=== Stored data ===

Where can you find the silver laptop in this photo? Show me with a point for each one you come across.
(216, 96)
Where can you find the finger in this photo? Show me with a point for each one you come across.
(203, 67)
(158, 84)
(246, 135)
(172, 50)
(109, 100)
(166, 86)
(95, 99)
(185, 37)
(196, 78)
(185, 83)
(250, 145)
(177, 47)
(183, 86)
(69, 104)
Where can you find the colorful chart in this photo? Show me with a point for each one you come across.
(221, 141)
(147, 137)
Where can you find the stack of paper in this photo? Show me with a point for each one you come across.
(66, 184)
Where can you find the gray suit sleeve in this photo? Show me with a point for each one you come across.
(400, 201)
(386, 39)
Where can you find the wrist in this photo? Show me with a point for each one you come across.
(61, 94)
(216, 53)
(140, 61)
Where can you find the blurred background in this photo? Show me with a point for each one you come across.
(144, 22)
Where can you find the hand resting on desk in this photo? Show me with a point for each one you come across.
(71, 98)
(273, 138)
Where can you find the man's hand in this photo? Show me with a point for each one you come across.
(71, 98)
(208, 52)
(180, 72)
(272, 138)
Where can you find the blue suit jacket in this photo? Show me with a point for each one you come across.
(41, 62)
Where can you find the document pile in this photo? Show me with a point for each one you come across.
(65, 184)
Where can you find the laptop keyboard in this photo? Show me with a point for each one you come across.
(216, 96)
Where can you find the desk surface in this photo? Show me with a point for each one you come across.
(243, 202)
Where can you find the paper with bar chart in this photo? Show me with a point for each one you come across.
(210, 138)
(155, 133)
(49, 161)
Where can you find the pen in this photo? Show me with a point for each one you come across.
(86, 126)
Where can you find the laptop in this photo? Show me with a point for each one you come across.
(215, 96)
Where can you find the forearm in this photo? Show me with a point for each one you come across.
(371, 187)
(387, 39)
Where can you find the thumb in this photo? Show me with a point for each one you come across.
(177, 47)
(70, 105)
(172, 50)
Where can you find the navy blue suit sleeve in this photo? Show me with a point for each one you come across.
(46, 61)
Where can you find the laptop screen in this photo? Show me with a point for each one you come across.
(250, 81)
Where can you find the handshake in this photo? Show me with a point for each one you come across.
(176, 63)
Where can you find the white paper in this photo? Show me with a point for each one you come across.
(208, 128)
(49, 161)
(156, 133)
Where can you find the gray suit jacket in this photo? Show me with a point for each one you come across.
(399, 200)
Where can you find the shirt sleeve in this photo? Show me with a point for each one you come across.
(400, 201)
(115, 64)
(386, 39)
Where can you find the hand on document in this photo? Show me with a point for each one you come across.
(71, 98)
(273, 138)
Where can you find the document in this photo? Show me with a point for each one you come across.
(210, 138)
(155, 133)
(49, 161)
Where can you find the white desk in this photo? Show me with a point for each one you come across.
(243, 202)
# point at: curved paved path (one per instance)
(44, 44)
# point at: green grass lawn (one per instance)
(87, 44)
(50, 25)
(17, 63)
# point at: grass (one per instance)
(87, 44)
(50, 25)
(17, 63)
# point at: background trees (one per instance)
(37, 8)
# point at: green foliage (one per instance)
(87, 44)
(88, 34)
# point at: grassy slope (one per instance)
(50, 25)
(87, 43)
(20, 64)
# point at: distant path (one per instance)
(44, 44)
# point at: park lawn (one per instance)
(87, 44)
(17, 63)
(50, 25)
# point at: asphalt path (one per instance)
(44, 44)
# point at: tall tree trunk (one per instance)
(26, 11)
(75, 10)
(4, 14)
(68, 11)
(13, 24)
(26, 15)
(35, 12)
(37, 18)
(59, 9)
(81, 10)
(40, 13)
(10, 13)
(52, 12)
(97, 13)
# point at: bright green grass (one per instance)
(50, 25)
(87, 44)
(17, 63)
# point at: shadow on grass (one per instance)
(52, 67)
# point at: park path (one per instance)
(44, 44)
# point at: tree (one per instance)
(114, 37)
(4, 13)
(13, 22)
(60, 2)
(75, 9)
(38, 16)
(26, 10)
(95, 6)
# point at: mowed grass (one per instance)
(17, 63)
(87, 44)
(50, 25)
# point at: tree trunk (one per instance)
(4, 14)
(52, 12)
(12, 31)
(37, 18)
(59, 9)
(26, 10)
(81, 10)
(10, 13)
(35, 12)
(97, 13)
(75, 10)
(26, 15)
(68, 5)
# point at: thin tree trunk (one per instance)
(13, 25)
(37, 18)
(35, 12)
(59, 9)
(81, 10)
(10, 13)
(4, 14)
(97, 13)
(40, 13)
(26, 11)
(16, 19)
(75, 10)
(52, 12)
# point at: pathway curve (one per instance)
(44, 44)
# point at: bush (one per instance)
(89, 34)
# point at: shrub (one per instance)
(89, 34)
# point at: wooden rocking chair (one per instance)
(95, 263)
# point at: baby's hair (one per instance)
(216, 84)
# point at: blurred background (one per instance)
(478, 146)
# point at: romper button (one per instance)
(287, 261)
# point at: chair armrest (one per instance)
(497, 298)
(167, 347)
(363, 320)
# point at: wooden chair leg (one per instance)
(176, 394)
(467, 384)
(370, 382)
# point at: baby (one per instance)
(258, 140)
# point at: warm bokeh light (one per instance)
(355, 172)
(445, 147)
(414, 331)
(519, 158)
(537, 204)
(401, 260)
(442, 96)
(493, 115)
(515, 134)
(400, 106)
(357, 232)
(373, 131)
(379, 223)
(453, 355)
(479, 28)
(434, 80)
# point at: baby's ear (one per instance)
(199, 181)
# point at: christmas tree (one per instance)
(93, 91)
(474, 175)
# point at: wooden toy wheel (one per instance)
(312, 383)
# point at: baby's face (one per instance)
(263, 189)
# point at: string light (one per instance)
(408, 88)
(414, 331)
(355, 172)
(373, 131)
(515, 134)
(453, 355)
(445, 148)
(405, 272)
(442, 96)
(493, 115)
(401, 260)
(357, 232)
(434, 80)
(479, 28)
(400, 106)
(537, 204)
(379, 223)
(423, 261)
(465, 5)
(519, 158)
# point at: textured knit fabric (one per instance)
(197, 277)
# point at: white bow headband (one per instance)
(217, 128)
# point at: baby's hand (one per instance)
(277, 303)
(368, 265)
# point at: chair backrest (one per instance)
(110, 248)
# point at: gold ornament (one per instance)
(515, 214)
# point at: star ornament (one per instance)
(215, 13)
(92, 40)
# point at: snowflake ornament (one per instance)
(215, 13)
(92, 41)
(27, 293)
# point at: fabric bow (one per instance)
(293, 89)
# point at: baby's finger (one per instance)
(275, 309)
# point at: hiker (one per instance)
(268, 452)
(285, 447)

===

Instructions for the task: All of the records above should be given again exactly as written.

Solution below:
Where can you find the silver laptop in this photo? Show me with a point for each one you come across.
(216, 96)
Where can you find the finger in this photo? Show me with a point for each one you come across.
(203, 67)
(158, 84)
(246, 135)
(172, 50)
(109, 100)
(166, 86)
(95, 99)
(185, 37)
(196, 78)
(185, 83)
(250, 145)
(177, 47)
(183, 86)
(69, 104)
Where can you find the colorful chart in this photo? Show me with a point for each one you come across.
(221, 141)
(147, 137)
Where can you find the stack of paper in this photo? Show me with a point for each one you come across.
(66, 184)
Where can you find the gray suit sleeve in this photo? Show me with a point for each one you come across.
(400, 201)
(386, 39)
Where can you find the wrist in this photo? Show me with a point for each one you come across.
(61, 94)
(216, 53)
(140, 61)
Where can you find the blurred background in this photo? Show me with a point for each one you come across.
(144, 22)
Where can you find the hand resting on desk in this photo? Show me with a point for each one you come across.
(71, 98)
(273, 138)
Where can you find the man's hand in this photo? Show me with a point for each one you come across.
(71, 98)
(208, 52)
(180, 72)
(272, 138)
Where can you find the blue suit jacket in this photo? Show me with a point for each one you come across.
(41, 62)
Where can you find the document pile in this photo? Show me with a point for each one you come across.
(65, 184)
Where can you find the laptop keyboard in this photo? Show me with a point for each one you come across.
(216, 96)
Where can you find the desk surface in this photo? Show me with a point for each one you come across.
(243, 202)
Where can you find the paper with bar chart in this photo? Show me with a point for each one you come across.
(210, 138)
(155, 133)
(49, 161)
Where can you find the pen in this photo? Show me with a point for each one you come across.
(86, 126)
Where can you find the laptop in this photo? Show me with a point for each one you come across.
(215, 96)
Where can you find the forearm in this photo? Show me with a point for each one you come across.
(371, 187)
(387, 39)
Where can you find the thumb in this photo? Show me with a point for each one you come across.
(177, 47)
(70, 105)
(172, 50)
Where can you find the navy blue suit sleeve in this photo? Show me with a point for each one you come across.
(46, 61)
Where can you find the laptop screen in this photo? Show me with a point for each one you come across.
(250, 81)
Where can you find the handshake in this photo? Show me with a point for each one you come across.
(176, 63)
Where can you find the white paper in this photo? Show me with a point for each one you come across.
(208, 128)
(49, 161)
(156, 133)
Where can you find the gray suit jacket in this photo? Show me with a point for each one you come across.
(399, 200)
Where can you find the shirt sleeve in this photo? Show me with a point for each one you come across.
(400, 201)
(115, 64)
(386, 39)
Where can you find the hand on document in this photo? Show me with a point for each one you come across.
(71, 98)
(273, 138)
Where can you find the document in this photo? Show me with a point for each one you come across.
(210, 138)
(155, 133)
(49, 161)
Where can you find the white desk in this photo? Show me with a point for each one you come across.
(243, 202)
# point at: curved paved path (one per instance)
(44, 44)
# point at: green grass lawn (one per instance)
(87, 44)
(50, 25)
(17, 63)
# point at: grass (one per instance)
(87, 44)
(50, 25)
(17, 63)
# point at: background trees (one per instance)
(37, 8)
# point at: green foliage (one per instance)
(87, 44)
(88, 34)
# point at: grassy slope (one per instance)
(50, 25)
(87, 43)
(20, 64)
# point at: distant path (one per instance)
(44, 44)
# point at: park lawn (one per instance)
(87, 44)
(17, 63)
(50, 25)
# point at: asphalt path (one per instance)
(44, 44)
# point at: tall tree trunk (one per instance)
(26, 11)
(75, 10)
(4, 14)
(68, 11)
(13, 24)
(26, 15)
(35, 12)
(37, 18)
(59, 9)
(81, 10)
(40, 13)
(10, 13)
(52, 12)
(97, 13)
# point at: bright green grass (one per instance)
(50, 25)
(87, 44)
(17, 63)
# point at: shadow on grass (one per instance)
(52, 67)
# point at: park path (one per instance)
(44, 44)
# point at: tree (one per instance)
(114, 37)
(4, 13)
(13, 22)
(60, 2)
(75, 9)
(38, 16)
(26, 10)
(95, 6)
# point at: mowed grass (one per instance)
(17, 63)
(87, 44)
(50, 25)
# point at: tree trunk (one per instance)
(4, 14)
(52, 12)
(12, 31)
(37, 18)
(59, 9)
(26, 10)
(81, 10)
(10, 13)
(35, 12)
(97, 13)
(75, 10)
(26, 15)
(68, 5)
# point at: thin tree trunk (one per instance)
(13, 25)
(37, 18)
(35, 12)
(59, 9)
(81, 10)
(10, 13)
(4, 14)
(97, 13)
(40, 13)
(26, 11)
(16, 19)
(75, 10)
(52, 12)
# point at: pathway curve (one per instance)
(44, 44)
# point at: bush (one per instance)
(89, 34)
# point at: shrub (one per instance)
(89, 34)
# point at: wooden rocking chair (one per instance)
(95, 263)
# point at: baby's hair (one per instance)
(216, 84)
# point at: blurred background (one per instance)
(478, 146)
# point at: romper button (one per instance)
(287, 261)
# point at: chair armrest (one per instance)
(497, 298)
(167, 347)
(363, 320)
# point at: wooden chair leg (one per instance)
(176, 394)
(467, 384)
(370, 382)
# point at: baby (one per instance)
(258, 140)
# point at: warm bokeh light (one per instance)
(355, 172)
(445, 147)
(414, 331)
(519, 158)
(537, 204)
(401, 260)
(442, 96)
(493, 115)
(515, 134)
(400, 106)
(357, 232)
(373, 131)
(379, 223)
(453, 355)
(479, 28)
(434, 80)
# point at: baby's ear (one per instance)
(199, 181)
# point at: christmas tree (one per instance)
(93, 91)
(474, 175)
# point at: wooden toy wheel (one per instance)
(312, 383)
# point at: baby's face (one per instance)
(263, 189)
# point at: string light (one per instance)
(408, 88)
(414, 331)
(355, 172)
(373, 131)
(515, 134)
(453, 355)
(445, 148)
(405, 272)
(442, 96)
(493, 115)
(401, 260)
(357, 232)
(434, 80)
(479, 28)
(400, 106)
(537, 204)
(379, 223)
(423, 261)
(465, 5)
(519, 158)
# point at: textured knit fabric (one per instance)
(197, 277)
# point at: white bow headband (one per instance)
(217, 128)
# point at: baby's hand (one per instance)
(277, 303)
(368, 265)
# point at: chair backrest (one per instance)
(110, 248)
# point at: gold ornament (one per instance)
(515, 214)
# point at: star ornament (one per instance)
(215, 13)
(92, 40)
# point at: snowflake ornament (one per instance)
(215, 13)
(92, 41)
(27, 293)
# point at: fabric bow (one per instance)
(293, 89)
# point at: baby's finger (one per instance)
(275, 309)
# point at: hiker (one per instance)
(268, 452)
(285, 447)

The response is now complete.